(Stored records)

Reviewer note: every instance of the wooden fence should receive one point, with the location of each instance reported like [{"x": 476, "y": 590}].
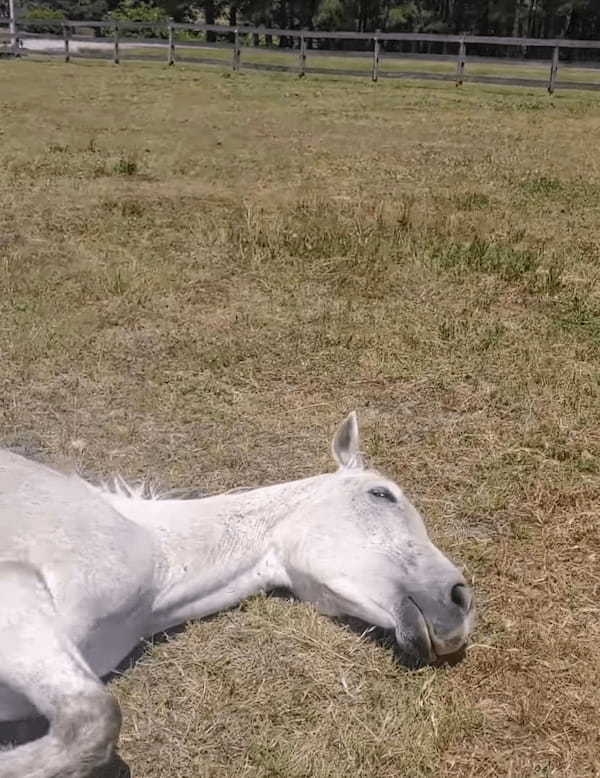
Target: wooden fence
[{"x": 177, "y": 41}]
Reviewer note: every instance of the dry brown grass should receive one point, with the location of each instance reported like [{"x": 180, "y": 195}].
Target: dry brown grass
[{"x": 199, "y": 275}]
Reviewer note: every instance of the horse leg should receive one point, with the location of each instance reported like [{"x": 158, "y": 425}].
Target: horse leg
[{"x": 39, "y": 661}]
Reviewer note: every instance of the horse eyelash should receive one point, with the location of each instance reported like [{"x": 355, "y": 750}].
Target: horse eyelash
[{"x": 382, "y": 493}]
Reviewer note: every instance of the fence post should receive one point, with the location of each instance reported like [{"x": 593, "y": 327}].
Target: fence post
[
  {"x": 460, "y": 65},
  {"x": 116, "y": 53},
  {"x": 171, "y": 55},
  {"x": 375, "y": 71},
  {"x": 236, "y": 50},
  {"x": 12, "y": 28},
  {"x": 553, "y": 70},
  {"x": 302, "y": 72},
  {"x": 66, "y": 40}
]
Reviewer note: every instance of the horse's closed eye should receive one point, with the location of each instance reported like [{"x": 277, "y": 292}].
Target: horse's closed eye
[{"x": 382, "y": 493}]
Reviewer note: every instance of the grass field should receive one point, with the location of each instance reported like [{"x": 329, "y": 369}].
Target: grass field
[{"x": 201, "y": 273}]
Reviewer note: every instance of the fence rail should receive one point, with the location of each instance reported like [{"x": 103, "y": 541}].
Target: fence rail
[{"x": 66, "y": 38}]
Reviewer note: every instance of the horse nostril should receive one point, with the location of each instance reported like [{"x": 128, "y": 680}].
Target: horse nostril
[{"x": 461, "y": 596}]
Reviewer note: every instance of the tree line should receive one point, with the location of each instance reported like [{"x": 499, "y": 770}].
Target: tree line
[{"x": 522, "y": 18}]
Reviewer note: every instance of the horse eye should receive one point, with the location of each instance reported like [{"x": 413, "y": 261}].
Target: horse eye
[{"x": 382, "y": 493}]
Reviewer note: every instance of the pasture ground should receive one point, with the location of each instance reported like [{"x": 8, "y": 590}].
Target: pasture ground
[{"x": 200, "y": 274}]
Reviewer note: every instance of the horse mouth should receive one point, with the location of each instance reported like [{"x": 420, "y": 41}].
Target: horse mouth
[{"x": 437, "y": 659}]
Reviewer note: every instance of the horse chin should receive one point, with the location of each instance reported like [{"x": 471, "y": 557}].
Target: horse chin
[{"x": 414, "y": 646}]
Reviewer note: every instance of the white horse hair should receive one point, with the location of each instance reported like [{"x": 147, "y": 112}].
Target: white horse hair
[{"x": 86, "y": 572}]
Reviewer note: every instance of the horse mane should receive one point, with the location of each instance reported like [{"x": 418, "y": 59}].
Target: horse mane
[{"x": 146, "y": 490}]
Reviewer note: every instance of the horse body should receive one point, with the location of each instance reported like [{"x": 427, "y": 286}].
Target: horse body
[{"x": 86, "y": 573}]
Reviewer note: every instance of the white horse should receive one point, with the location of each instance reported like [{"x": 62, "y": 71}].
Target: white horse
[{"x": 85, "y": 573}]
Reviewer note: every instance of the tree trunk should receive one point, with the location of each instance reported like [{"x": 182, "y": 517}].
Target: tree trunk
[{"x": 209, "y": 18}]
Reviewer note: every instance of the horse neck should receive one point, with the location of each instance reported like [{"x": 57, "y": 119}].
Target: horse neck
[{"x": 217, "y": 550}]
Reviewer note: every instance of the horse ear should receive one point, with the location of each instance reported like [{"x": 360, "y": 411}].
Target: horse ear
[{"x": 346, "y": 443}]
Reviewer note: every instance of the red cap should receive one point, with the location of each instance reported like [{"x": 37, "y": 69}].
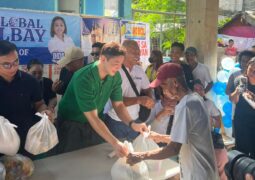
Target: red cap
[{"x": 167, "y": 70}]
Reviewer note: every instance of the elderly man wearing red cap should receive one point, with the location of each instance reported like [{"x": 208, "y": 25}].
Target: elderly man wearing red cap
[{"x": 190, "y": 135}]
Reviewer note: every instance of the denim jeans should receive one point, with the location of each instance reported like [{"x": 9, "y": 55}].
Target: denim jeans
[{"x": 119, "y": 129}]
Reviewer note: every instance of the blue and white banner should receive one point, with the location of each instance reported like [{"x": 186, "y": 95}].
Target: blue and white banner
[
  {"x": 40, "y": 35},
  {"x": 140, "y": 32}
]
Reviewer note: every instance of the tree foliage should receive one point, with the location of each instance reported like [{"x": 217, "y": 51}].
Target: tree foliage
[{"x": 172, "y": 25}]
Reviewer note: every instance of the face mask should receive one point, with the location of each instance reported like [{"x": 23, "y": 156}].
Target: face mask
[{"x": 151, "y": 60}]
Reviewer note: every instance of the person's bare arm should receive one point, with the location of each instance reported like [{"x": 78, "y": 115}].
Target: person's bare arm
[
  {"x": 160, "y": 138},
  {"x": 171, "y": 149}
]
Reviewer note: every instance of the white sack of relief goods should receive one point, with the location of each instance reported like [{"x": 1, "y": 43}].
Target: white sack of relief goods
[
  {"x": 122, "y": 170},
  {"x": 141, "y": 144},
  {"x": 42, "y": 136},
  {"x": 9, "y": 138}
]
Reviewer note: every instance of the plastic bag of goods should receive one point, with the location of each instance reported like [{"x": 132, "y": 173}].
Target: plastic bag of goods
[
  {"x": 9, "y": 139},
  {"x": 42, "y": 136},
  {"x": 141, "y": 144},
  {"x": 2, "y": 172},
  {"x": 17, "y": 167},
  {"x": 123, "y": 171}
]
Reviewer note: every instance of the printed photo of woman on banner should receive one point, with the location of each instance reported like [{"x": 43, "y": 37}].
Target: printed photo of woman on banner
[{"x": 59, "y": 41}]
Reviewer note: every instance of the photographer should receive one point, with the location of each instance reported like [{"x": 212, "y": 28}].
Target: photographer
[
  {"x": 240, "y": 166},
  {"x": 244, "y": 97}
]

#### What you will do:
Retype each entry exactly. No pictures.

#### Solution below:
Reviewer note: every instance of the wooden fence should receive one point, with the location of each instance reported like [{"x": 476, "y": 590}].
Target: wooden fence
[{"x": 177, "y": 41}]
Reviewer note: every instance of the dry brown grass should receive one point, with the location of each instance reported like [{"x": 180, "y": 195}].
Target: dry brown grass
[{"x": 199, "y": 275}]
Reviewer note: every instance of the horse leg should receive one point, with the location of each instance reported like [{"x": 158, "y": 425}].
Target: horse leg
[{"x": 39, "y": 661}]
Reviewer note: every instance of the horse eyelash should receive one point, with the location of each instance reported like [{"x": 355, "y": 750}].
Target: horse eyelash
[{"x": 382, "y": 493}]
Reviewer note: every instance of the fence post should receive one point, with the location of each instance reported like [{"x": 593, "y": 327}].
Target: fence post
[
  {"x": 460, "y": 65},
  {"x": 116, "y": 53},
  {"x": 171, "y": 55},
  {"x": 375, "y": 71},
  {"x": 236, "y": 50},
  {"x": 12, "y": 28},
  {"x": 553, "y": 70},
  {"x": 302, "y": 72},
  {"x": 66, "y": 40}
]
Reviewer note: every instance of the horse's closed eye should receive one point, with the location of each instance reported like [{"x": 277, "y": 292}].
Target: horse's closed eye
[{"x": 382, "y": 493}]
Reviewer note: every instance of the grass field should receive one point, with the location of each instance reported like [{"x": 329, "y": 369}].
Target: grass field
[{"x": 201, "y": 273}]
Reviewer note: every instance of the fence rail should receive one point, with the location of each instance reported like [{"x": 103, "y": 541}].
Target: fence rail
[{"x": 66, "y": 38}]
Reviewer note: every instance of the horse nostril should receive one point, with the location of each instance reported like [{"x": 128, "y": 680}].
Target: horse nostril
[{"x": 461, "y": 596}]
Reviewer note: every instance of the tree line should receive one point, with the location of each instance reported like [{"x": 499, "y": 770}].
Target: tree line
[{"x": 522, "y": 18}]
Reviewer note: every instance of the horse eye should receive one point, with the location of each instance reported like [{"x": 413, "y": 261}].
Target: horse eye
[{"x": 382, "y": 493}]
Reviewer note: every instance of the pasture ground should receive one point, with the location of each instance reported like [{"x": 8, "y": 590}].
Target: pasture ground
[{"x": 200, "y": 274}]
Reviewer note: every instance of the horse mouth should receive one point, with the location of each instance reported like [{"x": 420, "y": 41}].
Target: horse mouth
[{"x": 437, "y": 659}]
Reviewer note: every instance of the horse chin should receive one point, with the location of each instance reported like [{"x": 471, "y": 557}].
Target: horse chin
[{"x": 414, "y": 646}]
Reviewer note: every instance of the white horse hair should receive one point, with the location of each instance reported like [{"x": 147, "y": 112}].
Target: white horse hair
[{"x": 86, "y": 572}]
Reviewer note: every instance of the horse mane should receive one point, with the location of each instance reported like [{"x": 418, "y": 59}].
Target: horse mane
[{"x": 146, "y": 490}]
Reviewer note: every instance of the horse body should receive one point, with the location of each instance reported like [{"x": 427, "y": 286}].
Target: horse body
[{"x": 86, "y": 573}]
Reviewer note: every instance of the white horse should receive one point, with the location of each instance reported like [{"x": 62, "y": 71}].
Target: white horse
[{"x": 85, "y": 573}]
Reviewer note: every instance of the tree trunk should receive one point, with the location of each instance reported like [{"x": 182, "y": 517}].
Target: tree trunk
[{"x": 209, "y": 18}]
Reviewer note: every instance of the horse neck should receive one point, with the location of each instance reported like [{"x": 57, "y": 119}].
Target: horse neck
[{"x": 217, "y": 550}]
Reviewer note: every instance of the horse ear should receive one point, with the location of each instance reported like [{"x": 360, "y": 411}].
Target: horse ear
[{"x": 346, "y": 443}]
Reviewer note: every instance of the red cap should receive one point, with the location of each instance reported like [{"x": 37, "y": 69}].
Target: red cap
[{"x": 167, "y": 70}]
Reviewer note: every instance of the elderly man wearing red cap should receive one point, with the location of each instance reported like [{"x": 208, "y": 25}].
Target: elderly man wearing red cap
[{"x": 190, "y": 135}]
Reviewer note: every instance of the denim jeans should receive one point, with the location of each instance reported like [{"x": 9, "y": 55}].
Target: denim jeans
[{"x": 119, "y": 129}]
Reviewer note: every instance of the blue and white banner should receive one point, with the location of each instance reported like [{"x": 186, "y": 95}].
Target: blue and white banner
[
  {"x": 40, "y": 35},
  {"x": 140, "y": 32}
]
Reviewer note: every instance of the tree foliage should receive one point, with the location of each instance reported like [{"x": 217, "y": 51}].
Target: tree foliage
[{"x": 172, "y": 25}]
Reviewer note: every instance of the face mask should receive one point, with the location of each instance reported like [{"x": 23, "y": 156}].
Target: face mask
[{"x": 151, "y": 60}]
Reviewer note: every instance of the person's bare arm should receive one point, with the location of each instance reported like [{"x": 78, "y": 115}].
Target: person's bare arm
[
  {"x": 160, "y": 138},
  {"x": 171, "y": 149}
]
Reviewer note: every instance of the white sack of relief goods should receive one point, with the location of each instance reported like [{"x": 1, "y": 43}].
Target: white sack of relief goods
[
  {"x": 122, "y": 170},
  {"x": 141, "y": 144},
  {"x": 42, "y": 136},
  {"x": 9, "y": 138}
]
Reviewer note: every instance of the plastic bag of goods should receive one point, with the location of each instance reported like [{"x": 132, "y": 173}].
Target: plastic bag of goods
[
  {"x": 9, "y": 139},
  {"x": 42, "y": 136},
  {"x": 141, "y": 144},
  {"x": 2, "y": 172},
  {"x": 17, "y": 167},
  {"x": 123, "y": 171}
]
Reviewer note: every instance of the printed photo of woman on banner should receive one point, with the location of each instance reported like [{"x": 43, "y": 37}].
Target: printed photo of woman on banner
[{"x": 59, "y": 41}]
Reviewer note: every instance of the photographer should receive one point, with the location of each instance reported like [{"x": 212, "y": 28}].
Target: photographer
[
  {"x": 240, "y": 166},
  {"x": 244, "y": 97}
]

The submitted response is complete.